— Angezeigter Textauszug —
━━━━━━━━━━━━━━━━

Auch die Themen Arbeit und Ausbildung sorgten für viel Diskussion. Bias-Putzier zeigte sich sichtlich frustriert und kritisierte, dass die Arbeit der Unterstützerkreise von der bayerischen Landespolitik regelrecht torpediert werde. Es dauere oft länger, ein Vertrauensverhältnis zu den Flüchtlingen aufzubauen. Wenn diese dann allen Ratschlägen folgten und dennoch wegen sich plötzlich ändernder Vorgaben von Arbeitsverboten getroffen werden, zerstöre dies das Vertrauen in die Verlässlichkeit der ehrenamtlichen Helfer. Viele Flüchtlinge hätten sich zudem sehr gut integriert und verlören dann bei einem negativen Bescheid ihre Arbeitserlaubnis, was sie von einem Tag auf den anderen von Menschen, die zur gesellschaftlichen Wertschöpfung beitragen und Steuern zahlen, zu Almosenempfängern mache. Dies sei extrem frustrierend für Flüchtlinge und auch für Ehrenamtliche, von denen sich viele resigniert zurückzögen.

━━━━━━━━━━━━━━━━

— Inhalt des Datensatzes —
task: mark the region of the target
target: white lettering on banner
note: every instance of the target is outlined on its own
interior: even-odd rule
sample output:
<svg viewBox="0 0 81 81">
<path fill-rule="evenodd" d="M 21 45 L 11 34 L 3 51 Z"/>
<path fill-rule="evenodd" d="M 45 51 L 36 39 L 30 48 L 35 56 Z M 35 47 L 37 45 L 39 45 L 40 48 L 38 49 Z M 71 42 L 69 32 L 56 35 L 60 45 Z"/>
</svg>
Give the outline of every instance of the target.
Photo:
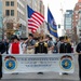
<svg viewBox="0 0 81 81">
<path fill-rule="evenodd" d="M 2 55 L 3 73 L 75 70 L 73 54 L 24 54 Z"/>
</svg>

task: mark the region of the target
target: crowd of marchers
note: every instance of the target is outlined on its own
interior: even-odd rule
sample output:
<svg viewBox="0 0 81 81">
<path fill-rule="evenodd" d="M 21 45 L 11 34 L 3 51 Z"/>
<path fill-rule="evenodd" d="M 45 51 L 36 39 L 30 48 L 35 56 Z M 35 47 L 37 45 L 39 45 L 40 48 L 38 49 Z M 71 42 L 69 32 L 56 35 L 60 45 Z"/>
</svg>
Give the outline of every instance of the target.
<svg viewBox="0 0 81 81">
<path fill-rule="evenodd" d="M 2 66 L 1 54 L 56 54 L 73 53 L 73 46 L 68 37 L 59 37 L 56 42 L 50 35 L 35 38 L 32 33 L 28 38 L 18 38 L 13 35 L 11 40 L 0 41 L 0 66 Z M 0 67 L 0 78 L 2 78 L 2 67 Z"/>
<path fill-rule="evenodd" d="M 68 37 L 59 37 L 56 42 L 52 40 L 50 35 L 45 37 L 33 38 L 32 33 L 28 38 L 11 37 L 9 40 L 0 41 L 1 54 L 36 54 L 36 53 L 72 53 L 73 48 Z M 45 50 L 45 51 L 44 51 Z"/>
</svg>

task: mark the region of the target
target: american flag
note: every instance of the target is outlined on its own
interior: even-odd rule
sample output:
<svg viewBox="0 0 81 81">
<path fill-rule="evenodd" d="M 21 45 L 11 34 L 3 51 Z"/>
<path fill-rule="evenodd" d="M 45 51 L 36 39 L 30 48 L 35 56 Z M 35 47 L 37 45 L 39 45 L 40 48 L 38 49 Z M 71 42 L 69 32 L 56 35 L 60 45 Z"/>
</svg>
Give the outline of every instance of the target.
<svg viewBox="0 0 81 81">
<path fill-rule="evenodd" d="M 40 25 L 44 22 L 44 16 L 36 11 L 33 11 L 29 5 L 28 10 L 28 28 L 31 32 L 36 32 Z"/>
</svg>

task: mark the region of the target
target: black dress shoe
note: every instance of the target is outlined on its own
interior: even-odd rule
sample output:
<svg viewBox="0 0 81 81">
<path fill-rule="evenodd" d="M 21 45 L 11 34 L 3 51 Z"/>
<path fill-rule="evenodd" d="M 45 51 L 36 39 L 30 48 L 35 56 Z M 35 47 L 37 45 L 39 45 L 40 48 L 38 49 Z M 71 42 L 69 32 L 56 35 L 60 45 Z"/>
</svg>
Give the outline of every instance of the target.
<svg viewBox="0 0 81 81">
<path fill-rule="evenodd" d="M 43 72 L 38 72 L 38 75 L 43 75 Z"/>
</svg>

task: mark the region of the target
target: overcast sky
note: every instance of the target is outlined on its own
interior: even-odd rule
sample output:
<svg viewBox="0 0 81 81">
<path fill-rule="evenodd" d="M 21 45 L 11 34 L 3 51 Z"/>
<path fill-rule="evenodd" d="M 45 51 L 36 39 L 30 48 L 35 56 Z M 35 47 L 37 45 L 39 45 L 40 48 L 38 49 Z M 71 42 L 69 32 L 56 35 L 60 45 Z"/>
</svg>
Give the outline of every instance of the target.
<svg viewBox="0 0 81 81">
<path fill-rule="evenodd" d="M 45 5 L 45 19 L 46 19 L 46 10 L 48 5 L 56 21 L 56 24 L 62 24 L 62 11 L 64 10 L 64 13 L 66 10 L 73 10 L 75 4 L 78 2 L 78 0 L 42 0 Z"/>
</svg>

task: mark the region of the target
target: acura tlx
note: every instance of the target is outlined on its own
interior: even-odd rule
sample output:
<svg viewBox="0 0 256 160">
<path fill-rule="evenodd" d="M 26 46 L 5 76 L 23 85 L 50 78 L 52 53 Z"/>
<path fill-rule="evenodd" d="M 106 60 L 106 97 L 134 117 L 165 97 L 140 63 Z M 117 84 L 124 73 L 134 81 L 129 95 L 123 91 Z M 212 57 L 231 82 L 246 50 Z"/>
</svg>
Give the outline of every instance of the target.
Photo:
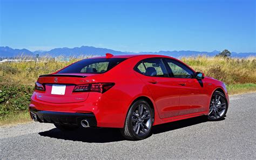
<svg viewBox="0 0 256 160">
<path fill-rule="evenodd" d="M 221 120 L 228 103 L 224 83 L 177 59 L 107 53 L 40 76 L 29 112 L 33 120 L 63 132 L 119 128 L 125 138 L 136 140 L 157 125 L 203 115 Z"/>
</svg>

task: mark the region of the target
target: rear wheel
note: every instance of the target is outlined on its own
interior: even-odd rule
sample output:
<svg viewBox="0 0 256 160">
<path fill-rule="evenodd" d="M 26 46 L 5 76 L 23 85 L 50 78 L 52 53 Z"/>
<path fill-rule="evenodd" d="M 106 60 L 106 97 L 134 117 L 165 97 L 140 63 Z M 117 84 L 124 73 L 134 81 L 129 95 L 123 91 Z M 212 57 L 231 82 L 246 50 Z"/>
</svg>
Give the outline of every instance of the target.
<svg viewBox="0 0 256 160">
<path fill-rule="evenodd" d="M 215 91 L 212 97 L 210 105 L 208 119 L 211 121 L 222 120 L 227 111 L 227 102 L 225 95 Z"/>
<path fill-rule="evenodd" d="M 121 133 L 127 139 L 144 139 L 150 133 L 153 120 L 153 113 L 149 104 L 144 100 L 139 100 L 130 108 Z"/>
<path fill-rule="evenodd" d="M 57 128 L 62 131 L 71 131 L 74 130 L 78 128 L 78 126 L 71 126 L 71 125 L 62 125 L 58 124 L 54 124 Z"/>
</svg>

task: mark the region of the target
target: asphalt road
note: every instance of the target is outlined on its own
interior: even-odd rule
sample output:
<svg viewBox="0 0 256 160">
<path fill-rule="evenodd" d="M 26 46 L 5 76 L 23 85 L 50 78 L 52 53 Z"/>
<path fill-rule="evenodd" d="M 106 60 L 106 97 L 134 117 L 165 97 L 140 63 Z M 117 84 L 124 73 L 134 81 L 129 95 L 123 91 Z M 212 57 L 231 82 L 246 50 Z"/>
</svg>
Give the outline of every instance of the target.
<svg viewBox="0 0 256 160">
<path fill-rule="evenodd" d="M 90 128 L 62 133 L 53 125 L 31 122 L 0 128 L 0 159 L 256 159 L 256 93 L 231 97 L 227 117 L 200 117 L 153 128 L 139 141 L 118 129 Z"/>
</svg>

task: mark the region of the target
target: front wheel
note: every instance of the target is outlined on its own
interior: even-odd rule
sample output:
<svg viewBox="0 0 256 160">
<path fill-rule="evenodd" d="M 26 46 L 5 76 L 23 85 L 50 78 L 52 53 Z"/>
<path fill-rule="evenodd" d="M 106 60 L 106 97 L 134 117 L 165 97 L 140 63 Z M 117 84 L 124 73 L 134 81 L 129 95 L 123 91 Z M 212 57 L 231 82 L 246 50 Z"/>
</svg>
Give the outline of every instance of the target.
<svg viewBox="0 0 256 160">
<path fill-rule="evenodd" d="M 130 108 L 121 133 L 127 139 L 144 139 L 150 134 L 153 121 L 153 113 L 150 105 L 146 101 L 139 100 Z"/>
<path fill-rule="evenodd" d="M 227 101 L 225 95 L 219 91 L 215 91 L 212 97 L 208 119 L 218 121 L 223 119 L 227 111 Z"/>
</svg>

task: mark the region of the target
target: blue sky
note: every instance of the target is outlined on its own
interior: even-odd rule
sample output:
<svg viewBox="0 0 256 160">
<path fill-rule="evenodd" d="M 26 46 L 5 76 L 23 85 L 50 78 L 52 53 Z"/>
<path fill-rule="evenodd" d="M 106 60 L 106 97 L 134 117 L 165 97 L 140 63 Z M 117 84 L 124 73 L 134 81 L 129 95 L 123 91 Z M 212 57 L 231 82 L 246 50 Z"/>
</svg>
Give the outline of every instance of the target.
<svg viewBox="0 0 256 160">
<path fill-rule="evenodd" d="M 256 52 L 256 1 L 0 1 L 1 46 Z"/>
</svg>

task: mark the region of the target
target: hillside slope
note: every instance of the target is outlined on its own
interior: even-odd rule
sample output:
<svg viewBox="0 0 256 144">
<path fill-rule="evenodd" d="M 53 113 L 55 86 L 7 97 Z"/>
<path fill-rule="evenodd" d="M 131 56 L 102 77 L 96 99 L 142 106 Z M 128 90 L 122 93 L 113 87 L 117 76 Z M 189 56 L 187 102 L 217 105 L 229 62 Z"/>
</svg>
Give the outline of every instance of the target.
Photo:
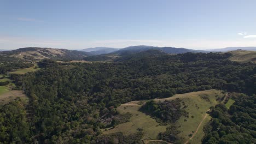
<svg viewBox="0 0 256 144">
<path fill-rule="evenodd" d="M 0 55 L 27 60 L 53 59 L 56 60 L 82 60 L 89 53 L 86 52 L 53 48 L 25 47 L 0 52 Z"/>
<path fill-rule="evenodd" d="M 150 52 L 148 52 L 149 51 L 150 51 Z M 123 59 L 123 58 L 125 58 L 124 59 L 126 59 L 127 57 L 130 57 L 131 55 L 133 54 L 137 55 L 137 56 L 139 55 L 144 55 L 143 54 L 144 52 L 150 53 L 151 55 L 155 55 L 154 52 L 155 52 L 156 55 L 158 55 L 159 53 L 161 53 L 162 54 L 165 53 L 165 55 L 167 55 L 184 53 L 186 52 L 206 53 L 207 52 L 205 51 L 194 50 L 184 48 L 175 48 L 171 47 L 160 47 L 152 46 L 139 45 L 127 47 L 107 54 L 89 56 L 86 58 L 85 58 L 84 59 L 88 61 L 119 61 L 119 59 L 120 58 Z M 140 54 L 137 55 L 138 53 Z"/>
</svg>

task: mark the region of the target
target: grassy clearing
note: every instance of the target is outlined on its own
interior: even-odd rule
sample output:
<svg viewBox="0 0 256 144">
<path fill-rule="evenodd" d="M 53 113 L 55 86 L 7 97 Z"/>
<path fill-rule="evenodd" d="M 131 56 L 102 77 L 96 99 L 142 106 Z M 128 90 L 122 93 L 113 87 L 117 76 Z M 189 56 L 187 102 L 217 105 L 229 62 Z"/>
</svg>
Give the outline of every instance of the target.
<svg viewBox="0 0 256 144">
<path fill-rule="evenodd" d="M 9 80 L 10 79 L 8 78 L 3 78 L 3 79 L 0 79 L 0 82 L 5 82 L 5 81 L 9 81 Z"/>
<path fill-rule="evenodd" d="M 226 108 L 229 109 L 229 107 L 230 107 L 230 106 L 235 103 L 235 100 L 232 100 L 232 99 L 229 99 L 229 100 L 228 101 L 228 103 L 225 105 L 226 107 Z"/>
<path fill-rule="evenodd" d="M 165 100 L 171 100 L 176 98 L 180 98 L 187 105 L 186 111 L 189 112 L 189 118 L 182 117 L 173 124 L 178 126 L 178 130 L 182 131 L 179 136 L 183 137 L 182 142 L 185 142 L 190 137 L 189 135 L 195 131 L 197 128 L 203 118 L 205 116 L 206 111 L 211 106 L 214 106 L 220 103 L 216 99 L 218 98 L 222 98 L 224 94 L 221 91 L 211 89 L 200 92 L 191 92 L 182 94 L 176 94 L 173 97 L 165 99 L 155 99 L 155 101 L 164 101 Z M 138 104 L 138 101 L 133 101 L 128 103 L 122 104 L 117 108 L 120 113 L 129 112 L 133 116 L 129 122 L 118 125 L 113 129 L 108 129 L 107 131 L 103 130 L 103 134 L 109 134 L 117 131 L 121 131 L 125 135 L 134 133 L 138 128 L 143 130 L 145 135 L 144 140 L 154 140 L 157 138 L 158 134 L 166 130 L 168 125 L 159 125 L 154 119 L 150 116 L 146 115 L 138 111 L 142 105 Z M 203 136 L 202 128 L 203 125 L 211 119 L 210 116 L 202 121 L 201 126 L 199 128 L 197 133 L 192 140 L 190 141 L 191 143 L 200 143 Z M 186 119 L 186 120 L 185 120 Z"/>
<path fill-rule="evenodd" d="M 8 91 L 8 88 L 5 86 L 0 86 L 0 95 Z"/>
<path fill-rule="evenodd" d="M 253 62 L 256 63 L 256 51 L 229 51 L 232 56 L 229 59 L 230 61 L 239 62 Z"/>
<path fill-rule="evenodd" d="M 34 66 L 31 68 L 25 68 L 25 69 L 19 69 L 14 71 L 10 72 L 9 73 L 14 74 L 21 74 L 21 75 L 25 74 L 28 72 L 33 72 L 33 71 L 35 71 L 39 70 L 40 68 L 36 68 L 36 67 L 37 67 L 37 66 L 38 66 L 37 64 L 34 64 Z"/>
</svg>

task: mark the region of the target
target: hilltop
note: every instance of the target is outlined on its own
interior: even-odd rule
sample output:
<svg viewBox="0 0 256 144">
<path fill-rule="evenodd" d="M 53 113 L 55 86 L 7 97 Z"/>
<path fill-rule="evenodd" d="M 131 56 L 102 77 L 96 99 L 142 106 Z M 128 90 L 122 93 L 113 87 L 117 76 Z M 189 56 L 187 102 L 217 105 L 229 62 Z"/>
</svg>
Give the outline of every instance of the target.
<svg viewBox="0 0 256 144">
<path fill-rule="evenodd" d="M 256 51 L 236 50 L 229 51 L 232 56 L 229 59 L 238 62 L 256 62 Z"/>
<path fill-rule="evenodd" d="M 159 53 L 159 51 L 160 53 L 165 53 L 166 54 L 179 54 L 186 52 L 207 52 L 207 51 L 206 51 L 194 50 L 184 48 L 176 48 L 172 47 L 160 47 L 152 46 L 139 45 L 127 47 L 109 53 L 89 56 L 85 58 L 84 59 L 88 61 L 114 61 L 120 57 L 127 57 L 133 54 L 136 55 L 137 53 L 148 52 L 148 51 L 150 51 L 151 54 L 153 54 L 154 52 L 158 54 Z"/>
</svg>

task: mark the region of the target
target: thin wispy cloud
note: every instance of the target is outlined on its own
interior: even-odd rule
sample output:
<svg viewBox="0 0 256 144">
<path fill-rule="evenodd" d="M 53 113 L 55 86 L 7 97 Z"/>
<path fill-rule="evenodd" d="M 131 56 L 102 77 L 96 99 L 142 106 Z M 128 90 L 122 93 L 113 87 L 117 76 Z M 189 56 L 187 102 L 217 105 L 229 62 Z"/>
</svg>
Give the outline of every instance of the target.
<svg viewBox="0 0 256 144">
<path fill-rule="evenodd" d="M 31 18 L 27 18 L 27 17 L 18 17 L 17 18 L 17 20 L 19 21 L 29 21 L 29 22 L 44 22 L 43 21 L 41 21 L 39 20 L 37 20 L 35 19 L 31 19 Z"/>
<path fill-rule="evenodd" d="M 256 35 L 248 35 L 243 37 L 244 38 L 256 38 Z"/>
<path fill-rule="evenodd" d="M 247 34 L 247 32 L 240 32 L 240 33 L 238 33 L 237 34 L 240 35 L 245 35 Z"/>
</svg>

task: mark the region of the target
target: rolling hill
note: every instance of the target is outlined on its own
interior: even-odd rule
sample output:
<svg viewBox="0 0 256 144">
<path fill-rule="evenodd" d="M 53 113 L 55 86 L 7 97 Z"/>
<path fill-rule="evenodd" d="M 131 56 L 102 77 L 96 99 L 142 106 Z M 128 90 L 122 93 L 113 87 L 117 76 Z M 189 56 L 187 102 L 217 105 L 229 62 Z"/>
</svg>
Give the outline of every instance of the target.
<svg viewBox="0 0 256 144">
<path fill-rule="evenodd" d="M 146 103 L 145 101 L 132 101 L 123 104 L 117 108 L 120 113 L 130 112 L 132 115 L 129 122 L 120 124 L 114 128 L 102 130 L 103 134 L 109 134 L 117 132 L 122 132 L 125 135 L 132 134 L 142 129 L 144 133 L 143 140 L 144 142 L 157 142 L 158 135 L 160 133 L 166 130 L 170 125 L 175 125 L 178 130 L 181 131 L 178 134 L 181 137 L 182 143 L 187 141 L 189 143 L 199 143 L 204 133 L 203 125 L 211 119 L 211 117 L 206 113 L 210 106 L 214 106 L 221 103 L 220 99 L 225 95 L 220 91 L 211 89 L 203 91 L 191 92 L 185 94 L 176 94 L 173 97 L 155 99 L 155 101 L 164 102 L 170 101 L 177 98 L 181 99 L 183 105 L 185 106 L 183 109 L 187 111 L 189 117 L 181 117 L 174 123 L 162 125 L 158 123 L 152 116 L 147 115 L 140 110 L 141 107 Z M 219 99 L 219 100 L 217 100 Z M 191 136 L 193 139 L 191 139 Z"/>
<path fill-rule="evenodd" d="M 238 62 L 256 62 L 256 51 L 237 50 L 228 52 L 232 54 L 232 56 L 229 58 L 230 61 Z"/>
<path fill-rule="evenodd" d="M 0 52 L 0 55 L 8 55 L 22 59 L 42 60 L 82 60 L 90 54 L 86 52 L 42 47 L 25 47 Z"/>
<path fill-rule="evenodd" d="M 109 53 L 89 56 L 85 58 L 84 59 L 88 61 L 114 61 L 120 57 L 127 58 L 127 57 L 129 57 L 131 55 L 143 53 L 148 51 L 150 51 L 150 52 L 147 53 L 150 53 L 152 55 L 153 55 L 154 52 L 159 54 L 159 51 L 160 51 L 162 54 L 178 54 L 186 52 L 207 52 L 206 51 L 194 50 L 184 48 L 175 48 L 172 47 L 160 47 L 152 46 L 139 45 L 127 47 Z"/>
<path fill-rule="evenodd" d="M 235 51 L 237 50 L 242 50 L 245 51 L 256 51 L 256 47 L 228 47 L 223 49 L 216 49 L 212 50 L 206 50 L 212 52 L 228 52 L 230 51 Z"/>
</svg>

━━━━━━━━━━━━━━━━

— Was zu tun ist —
1. Übertrage aus dem Textauszug zur Flüchtlingshilfe den Satz „Es dauere oft länger, ein Vertrauensverhältnis zu den Flüchtlingen aufzubauen.“ ins Englische.
2. Bitte führe den Textauszug zur Flüchtlingshilfe nach seinem letzten Satz weiter.

— Antworten je Aufgabe —
1. It often takes longer to build a relationship of trust with the refugees.

2.
Die Vertreterin der Unterstützerkreise ging in ihrer Bewertung der Situation sogar noch einen Schritt weiter und erklärte, Arbeitsverbote seien menschenverachtend. Denn das Recht auf Arbeit stehe in der Allgemeinen Erklärung der Menschenrechte und werde hier aber ignoriert. Die Untätigkeit führe bei vielen Asylbewerbern zu schwerwiegenden psychischen Problemen. Auch wenn nicht jeder eine Bleibeperspektive habe, sollten sie alle arbeiten dürfen. Denn das Know-how, was sie sich aneignen, käme auch nach ihrer möglichen Rückkehr in die Heimat den Herkunftsländern zugute und sei letztendlich eine nachhaltige Entwicklungshilfe.

Benötigt es ein Einwanderungsgesetz?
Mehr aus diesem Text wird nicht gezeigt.